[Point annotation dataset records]
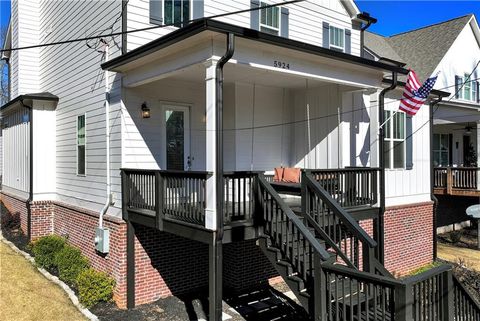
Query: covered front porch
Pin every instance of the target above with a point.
(207, 120)
(455, 159)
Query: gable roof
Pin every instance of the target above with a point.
(435, 41)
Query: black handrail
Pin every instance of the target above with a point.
(339, 211)
(324, 255)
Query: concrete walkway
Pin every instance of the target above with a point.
(26, 295)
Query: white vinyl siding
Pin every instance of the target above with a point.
(81, 146)
(16, 140)
(73, 73)
(304, 18)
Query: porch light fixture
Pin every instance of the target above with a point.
(145, 111)
(468, 129)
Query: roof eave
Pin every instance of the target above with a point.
(21, 98)
(221, 27)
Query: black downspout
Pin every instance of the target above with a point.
(124, 26)
(381, 151)
(433, 197)
(30, 189)
(216, 250)
(362, 37)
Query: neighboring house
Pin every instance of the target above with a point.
(148, 151)
(451, 48)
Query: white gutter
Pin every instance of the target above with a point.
(102, 235)
(108, 201)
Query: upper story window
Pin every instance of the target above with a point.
(176, 12)
(469, 90)
(337, 38)
(441, 149)
(81, 143)
(394, 143)
(269, 19)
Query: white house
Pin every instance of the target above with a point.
(451, 49)
(150, 146)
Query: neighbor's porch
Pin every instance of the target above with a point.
(455, 152)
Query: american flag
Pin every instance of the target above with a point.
(414, 95)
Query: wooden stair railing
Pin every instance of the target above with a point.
(342, 234)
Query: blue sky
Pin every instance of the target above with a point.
(399, 16)
(393, 16)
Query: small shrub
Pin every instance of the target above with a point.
(94, 287)
(10, 221)
(455, 236)
(70, 263)
(46, 248)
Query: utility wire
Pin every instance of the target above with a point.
(150, 28)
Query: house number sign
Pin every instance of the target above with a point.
(281, 64)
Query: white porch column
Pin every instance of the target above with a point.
(477, 151)
(211, 146)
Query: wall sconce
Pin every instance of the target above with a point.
(145, 111)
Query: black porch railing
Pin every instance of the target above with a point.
(239, 195)
(181, 195)
(465, 307)
(341, 232)
(355, 186)
(175, 195)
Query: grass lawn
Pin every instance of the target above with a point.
(452, 253)
(26, 295)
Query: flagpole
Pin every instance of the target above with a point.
(394, 113)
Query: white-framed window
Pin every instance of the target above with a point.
(176, 12)
(337, 38)
(81, 145)
(441, 150)
(394, 142)
(469, 90)
(269, 19)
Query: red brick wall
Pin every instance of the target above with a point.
(78, 226)
(167, 264)
(17, 207)
(245, 266)
(42, 218)
(408, 237)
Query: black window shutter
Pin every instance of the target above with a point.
(348, 41)
(408, 142)
(284, 23)
(198, 9)
(255, 15)
(458, 84)
(156, 14)
(326, 35)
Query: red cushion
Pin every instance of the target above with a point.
(278, 174)
(291, 175)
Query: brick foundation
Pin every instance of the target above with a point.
(408, 237)
(17, 207)
(78, 226)
(245, 266)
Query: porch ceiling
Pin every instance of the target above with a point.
(204, 40)
(234, 73)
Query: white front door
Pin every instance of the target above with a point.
(176, 126)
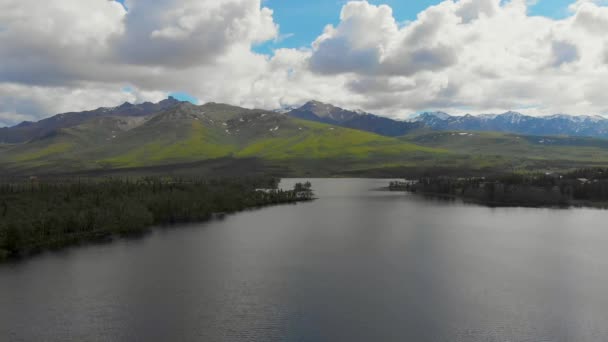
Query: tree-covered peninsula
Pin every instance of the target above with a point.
(37, 216)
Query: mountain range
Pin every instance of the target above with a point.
(314, 139)
(510, 122)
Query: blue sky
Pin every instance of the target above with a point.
(301, 22)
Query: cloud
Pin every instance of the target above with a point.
(186, 33)
(482, 55)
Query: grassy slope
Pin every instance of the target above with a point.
(518, 150)
(192, 134)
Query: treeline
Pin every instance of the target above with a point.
(36, 216)
(579, 187)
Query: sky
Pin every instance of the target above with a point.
(391, 57)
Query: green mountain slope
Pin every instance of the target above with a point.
(189, 133)
(518, 149)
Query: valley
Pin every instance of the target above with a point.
(313, 140)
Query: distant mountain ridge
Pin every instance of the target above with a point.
(509, 122)
(28, 130)
(329, 114)
(514, 122)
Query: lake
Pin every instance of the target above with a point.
(358, 264)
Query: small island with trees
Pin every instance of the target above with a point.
(36, 216)
(583, 187)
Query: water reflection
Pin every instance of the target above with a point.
(356, 265)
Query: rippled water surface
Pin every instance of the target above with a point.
(358, 264)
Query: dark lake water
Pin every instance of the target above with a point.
(358, 264)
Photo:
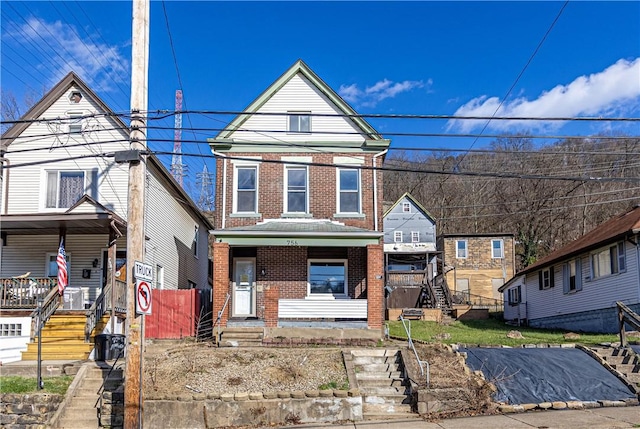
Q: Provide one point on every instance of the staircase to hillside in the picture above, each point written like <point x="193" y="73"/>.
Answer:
<point x="622" y="360"/>
<point x="62" y="339"/>
<point x="81" y="411"/>
<point x="380" y="377"/>
<point x="241" y="337"/>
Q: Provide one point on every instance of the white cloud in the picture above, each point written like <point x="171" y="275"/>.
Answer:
<point x="100" y="65"/>
<point x="610" y="92"/>
<point x="372" y="95"/>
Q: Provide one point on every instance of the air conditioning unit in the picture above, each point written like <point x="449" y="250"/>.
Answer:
<point x="73" y="299"/>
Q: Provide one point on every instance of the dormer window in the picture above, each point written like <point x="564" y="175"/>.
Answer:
<point x="299" y="122"/>
<point x="75" y="97"/>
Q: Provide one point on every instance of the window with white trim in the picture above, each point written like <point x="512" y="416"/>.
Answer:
<point x="65" y="188"/>
<point x="349" y="190"/>
<point x="299" y="122"/>
<point x="607" y="261"/>
<point x="296" y="189"/>
<point x="461" y="249"/>
<point x="245" y="189"/>
<point x="497" y="249"/>
<point x="545" y="278"/>
<point x="327" y="277"/>
<point x="75" y="122"/>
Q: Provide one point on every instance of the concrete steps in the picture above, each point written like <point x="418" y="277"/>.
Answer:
<point x="241" y="337"/>
<point x="81" y="411"/>
<point x="380" y="377"/>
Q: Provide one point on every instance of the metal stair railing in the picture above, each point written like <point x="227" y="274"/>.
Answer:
<point x="626" y="315"/>
<point x="421" y="363"/>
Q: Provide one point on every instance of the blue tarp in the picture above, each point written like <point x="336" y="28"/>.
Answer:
<point x="525" y="376"/>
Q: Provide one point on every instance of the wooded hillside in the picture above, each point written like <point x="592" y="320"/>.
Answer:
<point x="546" y="195"/>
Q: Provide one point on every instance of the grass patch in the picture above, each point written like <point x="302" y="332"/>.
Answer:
<point x="489" y="332"/>
<point x="17" y="384"/>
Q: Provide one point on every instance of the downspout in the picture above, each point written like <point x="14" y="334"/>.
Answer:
<point x="224" y="188"/>
<point x="375" y="188"/>
<point x="5" y="179"/>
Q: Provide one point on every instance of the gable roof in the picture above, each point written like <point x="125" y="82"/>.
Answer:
<point x="38" y="109"/>
<point x="415" y="202"/>
<point x="610" y="231"/>
<point x="299" y="67"/>
<point x="54" y="94"/>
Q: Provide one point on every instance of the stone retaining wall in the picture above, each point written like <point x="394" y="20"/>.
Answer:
<point x="246" y="409"/>
<point x="27" y="411"/>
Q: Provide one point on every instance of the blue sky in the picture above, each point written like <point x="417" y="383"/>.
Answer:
<point x="525" y="59"/>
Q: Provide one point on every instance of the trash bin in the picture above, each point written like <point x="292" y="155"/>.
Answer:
<point x="109" y="346"/>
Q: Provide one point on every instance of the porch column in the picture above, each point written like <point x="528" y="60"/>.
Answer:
<point x="271" y="297"/>
<point x="220" y="280"/>
<point x="375" y="284"/>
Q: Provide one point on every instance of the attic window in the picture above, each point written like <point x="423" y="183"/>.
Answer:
<point x="299" y="122"/>
<point x="75" y="97"/>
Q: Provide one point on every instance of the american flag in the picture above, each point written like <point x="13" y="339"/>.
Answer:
<point x="61" y="260"/>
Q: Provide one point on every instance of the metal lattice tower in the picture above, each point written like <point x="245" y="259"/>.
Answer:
<point x="205" y="181"/>
<point x="178" y="169"/>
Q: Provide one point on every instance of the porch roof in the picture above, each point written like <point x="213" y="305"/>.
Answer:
<point x="304" y="233"/>
<point x="52" y="223"/>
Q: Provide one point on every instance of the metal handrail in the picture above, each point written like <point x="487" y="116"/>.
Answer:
<point x="219" y="318"/>
<point x="421" y="363"/>
<point x="43" y="313"/>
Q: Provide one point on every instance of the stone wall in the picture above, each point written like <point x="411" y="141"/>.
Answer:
<point x="27" y="411"/>
<point x="249" y="409"/>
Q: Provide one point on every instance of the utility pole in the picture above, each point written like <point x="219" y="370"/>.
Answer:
<point x="133" y="398"/>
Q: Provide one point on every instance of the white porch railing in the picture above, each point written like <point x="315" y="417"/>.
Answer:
<point x="322" y="308"/>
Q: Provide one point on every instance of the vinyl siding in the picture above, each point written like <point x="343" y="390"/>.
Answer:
<point x="170" y="228"/>
<point x="595" y="294"/>
<point x="27" y="185"/>
<point x="298" y="95"/>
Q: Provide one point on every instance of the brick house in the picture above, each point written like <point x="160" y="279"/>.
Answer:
<point x="476" y="265"/>
<point x="298" y="234"/>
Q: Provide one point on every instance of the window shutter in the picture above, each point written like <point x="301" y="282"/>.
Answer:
<point x="566" y="274"/>
<point x="540" y="285"/>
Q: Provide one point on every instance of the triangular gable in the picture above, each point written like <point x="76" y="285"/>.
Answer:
<point x="300" y="67"/>
<point x="38" y="109"/>
<point x="415" y="203"/>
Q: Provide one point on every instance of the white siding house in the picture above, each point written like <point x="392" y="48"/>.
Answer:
<point x="577" y="286"/>
<point x="60" y="182"/>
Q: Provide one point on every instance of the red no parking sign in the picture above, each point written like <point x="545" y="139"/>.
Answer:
<point x="143" y="297"/>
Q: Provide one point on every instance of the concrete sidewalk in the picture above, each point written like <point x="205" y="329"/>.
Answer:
<point x="593" y="418"/>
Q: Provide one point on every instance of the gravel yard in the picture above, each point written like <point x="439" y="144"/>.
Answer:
<point x="201" y="368"/>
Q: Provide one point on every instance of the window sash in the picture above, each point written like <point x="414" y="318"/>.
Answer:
<point x="327" y="278"/>
<point x="461" y="249"/>
<point x="246" y="189"/>
<point x="296" y="197"/>
<point x="349" y="186"/>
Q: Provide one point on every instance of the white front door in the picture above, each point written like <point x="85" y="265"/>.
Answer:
<point x="244" y="277"/>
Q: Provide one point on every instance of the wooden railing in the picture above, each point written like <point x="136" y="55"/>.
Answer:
<point x="102" y="304"/>
<point x="43" y="313"/>
<point x="23" y="293"/>
<point x="406" y="278"/>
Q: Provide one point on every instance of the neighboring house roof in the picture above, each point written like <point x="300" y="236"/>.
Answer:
<point x="72" y="79"/>
<point x="300" y="67"/>
<point x="612" y="230"/>
<point x="414" y="201"/>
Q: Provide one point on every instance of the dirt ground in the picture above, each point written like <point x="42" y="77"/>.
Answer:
<point x="187" y="367"/>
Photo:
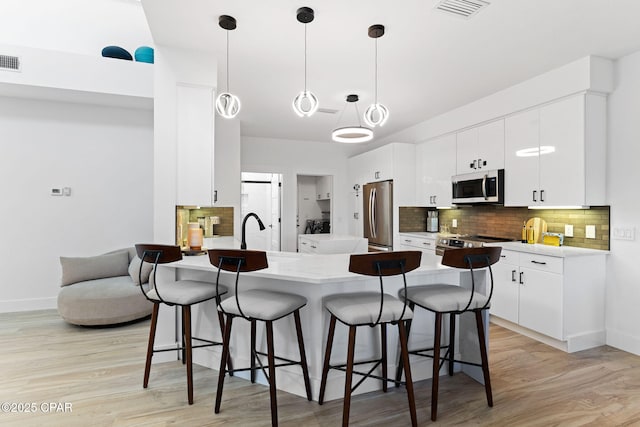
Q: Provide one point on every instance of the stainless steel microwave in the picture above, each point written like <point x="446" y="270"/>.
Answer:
<point x="478" y="187"/>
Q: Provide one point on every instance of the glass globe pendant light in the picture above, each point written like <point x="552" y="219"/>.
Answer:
<point x="376" y="114"/>
<point x="305" y="103"/>
<point x="352" y="134"/>
<point x="227" y="104"/>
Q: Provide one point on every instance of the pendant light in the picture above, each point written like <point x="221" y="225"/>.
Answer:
<point x="305" y="103"/>
<point x="352" y="134"/>
<point x="376" y="114"/>
<point x="227" y="104"/>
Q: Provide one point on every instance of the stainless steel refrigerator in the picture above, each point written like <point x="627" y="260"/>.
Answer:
<point x="378" y="215"/>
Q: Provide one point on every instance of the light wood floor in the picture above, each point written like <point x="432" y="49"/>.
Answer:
<point x="99" y="371"/>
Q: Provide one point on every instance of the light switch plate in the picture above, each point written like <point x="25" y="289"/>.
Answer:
<point x="568" y="230"/>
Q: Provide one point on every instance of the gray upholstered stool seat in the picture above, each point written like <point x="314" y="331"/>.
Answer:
<point x="184" y="292"/>
<point x="262" y="304"/>
<point x="362" y="308"/>
<point x="453" y="301"/>
<point x="256" y="305"/>
<point x="371" y="309"/>
<point x="443" y="298"/>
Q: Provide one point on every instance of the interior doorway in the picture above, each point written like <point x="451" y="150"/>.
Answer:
<point x="261" y="193"/>
<point x="314" y="204"/>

▶ [YOUR TASK] Quote, without any change, each line from the one that contains "Q: Provide one point on every instance of the pendant" through the end of the material.

▶ [OUTPUT FOR THIS EXERCISE]
Q: Provide one point on every instance of the pendant light in the picture above, each point written like <point x="221" y="225"/>.
Answer:
<point x="305" y="103"/>
<point x="352" y="134"/>
<point x="376" y="114"/>
<point x="227" y="104"/>
Q: Provide one point on every instance of the stainless steel refrigerator in the picture above, each point written like <point x="627" y="260"/>.
Answer:
<point x="378" y="215"/>
Q: Provide one point on every instance of the light wood floor in the picture above, each point written like <point x="432" y="49"/>.
Answer:
<point x="99" y="371"/>
Q: Provide one point on every instance of the light switch plate in the picture above, each point written like <point x="25" y="289"/>.
Answer:
<point x="568" y="230"/>
Q: Provide one point on every instance of the gray upholstered stool seat in the picture above, each point written like <point x="314" y="331"/>.
Answer:
<point x="184" y="292"/>
<point x="262" y="304"/>
<point x="362" y="308"/>
<point x="453" y="301"/>
<point x="256" y="305"/>
<point x="371" y="309"/>
<point x="443" y="298"/>
Q: Provide one point on every instance of the interior doorway in the picture above, each point written like <point x="451" y="150"/>.
Answer:
<point x="261" y="193"/>
<point x="314" y="204"/>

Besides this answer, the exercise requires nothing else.